→ What this task involves
Print every entry, word for word, and skip the images.

→ Dataset records
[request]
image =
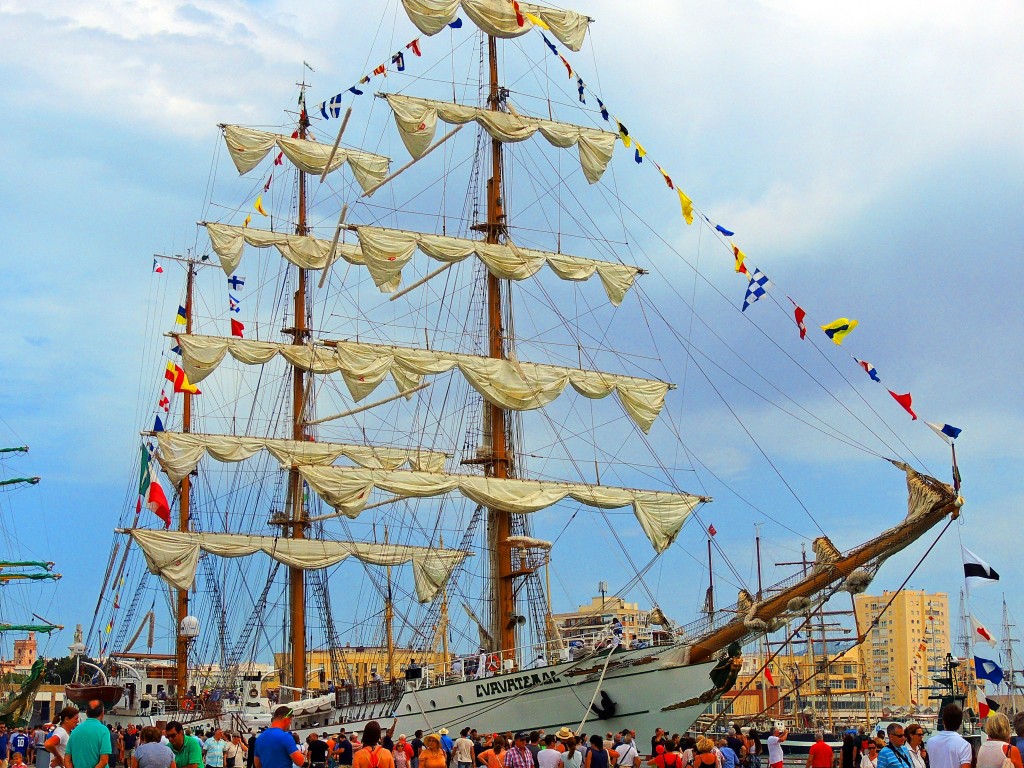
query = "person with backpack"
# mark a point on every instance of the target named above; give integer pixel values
(915, 745)
(894, 754)
(997, 752)
(373, 755)
(665, 759)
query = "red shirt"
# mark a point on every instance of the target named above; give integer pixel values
(820, 755)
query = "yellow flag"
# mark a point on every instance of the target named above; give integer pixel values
(740, 257)
(625, 134)
(687, 205)
(839, 329)
(538, 20)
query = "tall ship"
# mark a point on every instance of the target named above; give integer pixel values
(382, 418)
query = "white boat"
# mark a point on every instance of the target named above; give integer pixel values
(250, 465)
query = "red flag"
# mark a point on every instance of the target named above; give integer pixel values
(905, 401)
(799, 313)
(181, 383)
(156, 500)
(981, 632)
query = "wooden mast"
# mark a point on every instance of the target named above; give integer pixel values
(886, 545)
(184, 502)
(499, 521)
(296, 513)
(389, 620)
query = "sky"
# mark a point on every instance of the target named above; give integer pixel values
(867, 156)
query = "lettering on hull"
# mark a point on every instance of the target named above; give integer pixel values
(520, 682)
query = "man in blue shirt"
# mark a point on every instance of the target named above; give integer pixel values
(894, 755)
(4, 745)
(89, 743)
(19, 741)
(275, 747)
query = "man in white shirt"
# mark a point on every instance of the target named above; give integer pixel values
(947, 749)
(213, 750)
(775, 747)
(56, 744)
(462, 750)
(628, 756)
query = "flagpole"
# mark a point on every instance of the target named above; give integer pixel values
(184, 501)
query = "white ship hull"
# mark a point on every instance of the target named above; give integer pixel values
(640, 683)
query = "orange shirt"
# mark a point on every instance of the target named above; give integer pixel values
(384, 759)
(491, 759)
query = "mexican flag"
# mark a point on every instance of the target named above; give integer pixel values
(151, 493)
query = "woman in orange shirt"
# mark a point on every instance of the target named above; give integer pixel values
(431, 756)
(373, 755)
(495, 757)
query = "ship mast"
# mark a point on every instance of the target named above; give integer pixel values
(503, 620)
(295, 521)
(1008, 651)
(184, 501)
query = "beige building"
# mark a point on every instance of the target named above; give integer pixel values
(357, 665)
(838, 697)
(907, 646)
(588, 622)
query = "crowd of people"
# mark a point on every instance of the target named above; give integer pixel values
(70, 742)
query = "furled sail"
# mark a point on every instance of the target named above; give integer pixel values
(179, 453)
(660, 513)
(417, 121)
(385, 253)
(301, 250)
(499, 17)
(506, 383)
(173, 555)
(248, 146)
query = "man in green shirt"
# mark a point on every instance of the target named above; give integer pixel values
(187, 750)
(89, 743)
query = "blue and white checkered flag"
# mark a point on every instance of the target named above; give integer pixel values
(331, 109)
(757, 288)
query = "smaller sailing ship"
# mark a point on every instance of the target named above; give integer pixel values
(16, 707)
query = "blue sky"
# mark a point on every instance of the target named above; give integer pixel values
(868, 159)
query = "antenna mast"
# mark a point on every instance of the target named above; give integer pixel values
(499, 461)
(184, 505)
(295, 521)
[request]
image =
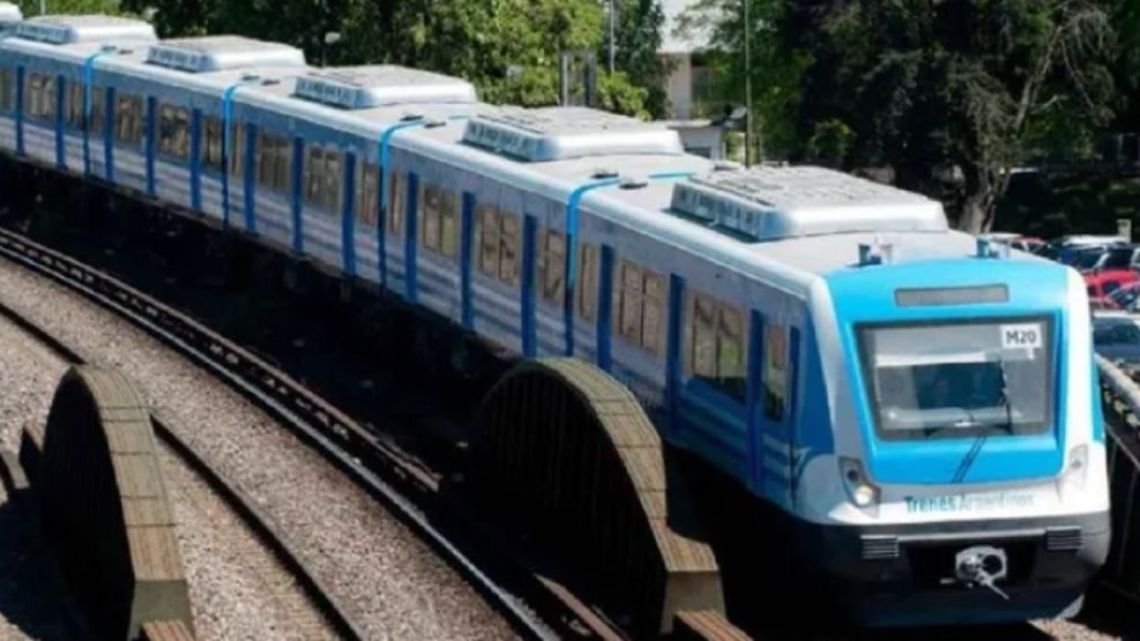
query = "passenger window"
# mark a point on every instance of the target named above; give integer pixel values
(439, 220)
(488, 240)
(74, 105)
(717, 346)
(429, 219)
(640, 297)
(587, 282)
(211, 144)
(41, 92)
(7, 89)
(129, 120)
(552, 266)
(236, 149)
(174, 131)
(97, 116)
(498, 241)
(775, 371)
(323, 179)
(274, 160)
(397, 199)
(367, 197)
(509, 249)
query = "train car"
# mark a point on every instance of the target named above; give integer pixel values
(9, 17)
(917, 407)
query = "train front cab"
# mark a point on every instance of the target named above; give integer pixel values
(968, 481)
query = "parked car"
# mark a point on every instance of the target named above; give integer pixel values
(1017, 241)
(1116, 338)
(1126, 297)
(1102, 284)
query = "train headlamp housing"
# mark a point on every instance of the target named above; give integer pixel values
(860, 489)
(1076, 469)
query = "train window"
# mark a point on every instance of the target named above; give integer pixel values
(174, 131)
(323, 179)
(129, 120)
(96, 116)
(274, 159)
(498, 241)
(552, 265)
(640, 297)
(440, 214)
(73, 106)
(41, 97)
(775, 371)
(367, 199)
(587, 282)
(396, 200)
(509, 249)
(716, 346)
(211, 144)
(7, 89)
(488, 240)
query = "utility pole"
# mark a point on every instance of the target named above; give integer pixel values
(613, 19)
(748, 87)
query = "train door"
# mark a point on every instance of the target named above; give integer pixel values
(770, 403)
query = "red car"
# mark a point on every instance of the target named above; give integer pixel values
(1101, 284)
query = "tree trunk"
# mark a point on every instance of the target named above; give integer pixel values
(980, 199)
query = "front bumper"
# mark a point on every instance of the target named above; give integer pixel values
(905, 575)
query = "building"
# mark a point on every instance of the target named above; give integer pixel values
(689, 88)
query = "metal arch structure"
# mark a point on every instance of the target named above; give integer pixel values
(104, 505)
(569, 449)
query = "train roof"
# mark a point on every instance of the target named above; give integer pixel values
(222, 53)
(10, 13)
(789, 221)
(71, 30)
(376, 86)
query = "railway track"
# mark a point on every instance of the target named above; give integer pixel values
(399, 478)
(536, 606)
(242, 504)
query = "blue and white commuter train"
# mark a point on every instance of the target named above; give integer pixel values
(9, 17)
(921, 408)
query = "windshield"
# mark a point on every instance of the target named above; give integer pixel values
(1118, 259)
(959, 380)
(1125, 297)
(1085, 259)
(1116, 333)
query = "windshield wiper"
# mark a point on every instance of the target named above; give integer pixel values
(1004, 398)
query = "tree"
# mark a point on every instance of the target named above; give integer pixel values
(642, 72)
(776, 69)
(974, 88)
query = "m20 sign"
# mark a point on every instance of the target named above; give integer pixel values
(1026, 335)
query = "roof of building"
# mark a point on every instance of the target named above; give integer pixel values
(673, 41)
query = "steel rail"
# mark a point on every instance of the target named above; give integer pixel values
(245, 508)
(356, 451)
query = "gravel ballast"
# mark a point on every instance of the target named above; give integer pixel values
(391, 583)
(237, 589)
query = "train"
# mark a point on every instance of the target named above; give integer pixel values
(917, 405)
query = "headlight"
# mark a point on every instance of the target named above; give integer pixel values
(1076, 471)
(861, 491)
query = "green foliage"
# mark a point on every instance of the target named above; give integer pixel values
(507, 48)
(979, 86)
(641, 70)
(776, 70)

→ Result
[request]
image =
query = "person with backpack"
# mark a point on every instance of the target named above; give integer pixel values
(915, 745)
(894, 754)
(997, 752)
(373, 755)
(665, 759)
query = "red shirt"
# mark a point on every instance of the target named above; give integer pixel values
(820, 755)
query = "yellow flag"
# mark a point on every instance of the target named above; give integer pixel values
(740, 257)
(625, 134)
(687, 205)
(839, 329)
(538, 20)
query = "tall ship"
# mark a point on every instance of the target named above; give integer pixel values
(382, 418)
query = "white boat"
# mark a point on every instance of the target named above; give integer pixel values
(250, 465)
query = "red flag"
# mark a point on every instance of the target named above; give integer pixel values
(905, 401)
(799, 313)
(181, 383)
(156, 500)
(981, 632)
query = "wooden mast"
# mark a point on every instance of the target named above; give integer pixel values
(886, 545)
(184, 502)
(499, 521)
(296, 513)
(389, 620)
query = "sky"
# mark a point on every instance of the target named above; give integer pixel values
(867, 156)
query = "lettering on hull"
# mark a point on every instance of the target named above; give integer pixel values
(520, 682)
query = "man in blue shirt"
# mark a point on every instance of the target named above; give integer pixel values
(894, 755)
(4, 745)
(89, 743)
(19, 741)
(275, 747)
query = "man in white shirt"
# mark a point on every instance of the target named above; give integer pixel values
(947, 749)
(213, 750)
(775, 747)
(56, 744)
(462, 750)
(628, 756)
query = "flagpole"
# mark a point on every instance of the target named above; give integer pixel values
(184, 501)
query = "white ship hull"
# mark a point on every instance of the target named above; give integer pixel values
(640, 683)
query = "orange shirt"
# mark a point on every instance of the target named above; give integer pixel values
(384, 759)
(491, 759)
query = "mexican flag"
# mark a point on every instance of the target named above; give integer pixel values
(151, 493)
query = "woman in orange shirt"
# mark a point on every instance of the target named above; give integer pixel values
(431, 756)
(373, 755)
(495, 757)
query = "ship mast"
# mark a point on every instance of the target named above; give integer pixel values
(503, 620)
(295, 521)
(1008, 651)
(184, 501)
query = "beige building"
# mark a point on every instance of the target named above; give integer pixel values
(357, 665)
(838, 697)
(907, 646)
(588, 622)
query = "crowd of people"
# mark a point on every instance of the target named above; give integer pixel values
(70, 742)
query = "furled sail"
# mark a point on every instance of the target named above; give integer pixel values
(179, 453)
(660, 513)
(417, 121)
(385, 253)
(301, 250)
(499, 17)
(506, 383)
(173, 555)
(248, 146)
query = "man in green shirt"
# mark a point on every instance of the target named above; give integer pixel values
(187, 750)
(89, 743)
query = "blue and white checkered flag"
# mark a point on every instance of the target named above; give integer pixel values
(331, 109)
(757, 288)
query = "smaller sailing ship"
# mark a point on every instance of the target named above; give integer pixel values
(16, 707)
query = "blue sky"
# mark a point on every instance of the target named above; give integer pixel values
(868, 159)
query = "antenna mast"
# mark a point on every instance of the target named above; give integer pixel values
(499, 461)
(184, 505)
(295, 521)
[request]
image =
query = "passenger window"
# mark a point on every instance of the target named above; give integer pixel values
(439, 220)
(488, 240)
(74, 105)
(717, 346)
(429, 219)
(640, 297)
(587, 282)
(211, 144)
(41, 92)
(7, 89)
(129, 120)
(552, 266)
(236, 149)
(174, 131)
(97, 116)
(498, 241)
(775, 371)
(323, 179)
(274, 160)
(397, 199)
(367, 197)
(509, 249)
query = "train car"
# mark a point on every instance of the target named above; give integer pixel values
(9, 17)
(917, 407)
query = "train front cab"
# mark a point on every instance of the target named above; give integer pixel values
(968, 481)
query = "parked car"
# mark a point on every instance of the target named above; give integer pixel values
(1017, 241)
(1116, 338)
(1126, 297)
(1102, 284)
query = "train headlamp housing"
# mark a point on every instance of the target named above; give integer pixel values
(860, 489)
(1076, 469)
query = "train window"
# mark a point on every instance of the target named above; give integer pixel values
(174, 131)
(323, 179)
(129, 120)
(96, 116)
(274, 159)
(498, 241)
(552, 265)
(640, 297)
(440, 214)
(73, 106)
(41, 97)
(775, 371)
(367, 199)
(587, 282)
(396, 200)
(509, 249)
(716, 346)
(211, 144)
(7, 89)
(488, 240)
query = "utility pole"
# mark a point on every instance of the target named above; give integer pixel values
(613, 19)
(748, 87)
query = "train door"
# mark a point on every instance of the target named above; give integer pixel values
(770, 403)
query = "red car"
# mark a point on every instance of the target named above; give integer pixel values
(1101, 284)
query = "tree trunk"
# mark a point on every instance of the target named above; give integer pixel values
(980, 199)
query = "front bumper"
# mark a point on every instance of the target named above; give integer pixel values
(905, 575)
query = "building"
# mark a point on every instance of the target named above; give integer pixel values
(689, 88)
query = "metal arch structure"
# mark a point on every instance of the target named above; give integer pixel values
(104, 505)
(569, 449)
query = "train roof"
# mark a point on every instance of the target named above; give integer pixel values
(222, 53)
(10, 13)
(789, 221)
(71, 30)
(376, 86)
query = "railway track"
# mark a point on every instance of the target named above; give integer pixel values
(399, 478)
(536, 606)
(242, 504)
query = "blue and white commuter train"
# mark a point on every instance of the target named above; give integer pixel values
(9, 17)
(921, 408)
query = "windshield"
# mark a point on every instance of the target named above; give integer pixel values
(1118, 259)
(959, 380)
(1125, 297)
(1085, 259)
(1116, 333)
query = "windshield wiper"
# mark a point on every instance of the target named above; give integer pixel values
(1004, 398)
query = "tree"
# mark a point on every instance of the target named above; give integer pixel values
(642, 72)
(776, 69)
(974, 88)
query = "m20 sign"
# mark a point on every instance of the target named above; give integer pixel values
(1026, 335)
query = "roof of building"
# mark a point on every instance of the target named above; give integer pixel values
(673, 41)
query = "steel rail"
# mark a point on every instance of the target named above; give integer pixel values
(245, 508)
(356, 451)
query = "gravel ballast"
# mark a point on every instance of the target named above; give integer pixel values
(391, 583)
(237, 589)
query = "train"
# mark a point on every instance of the target named above; give integer pixel values
(917, 405)
query = "headlight"
# mark a point on every instance of the target named above; give integer pixel values
(1076, 471)
(861, 491)
query = "green foliage"
# mark a point on every instance of the target named above; give integer pixel values
(507, 48)
(979, 86)
(641, 70)
(776, 70)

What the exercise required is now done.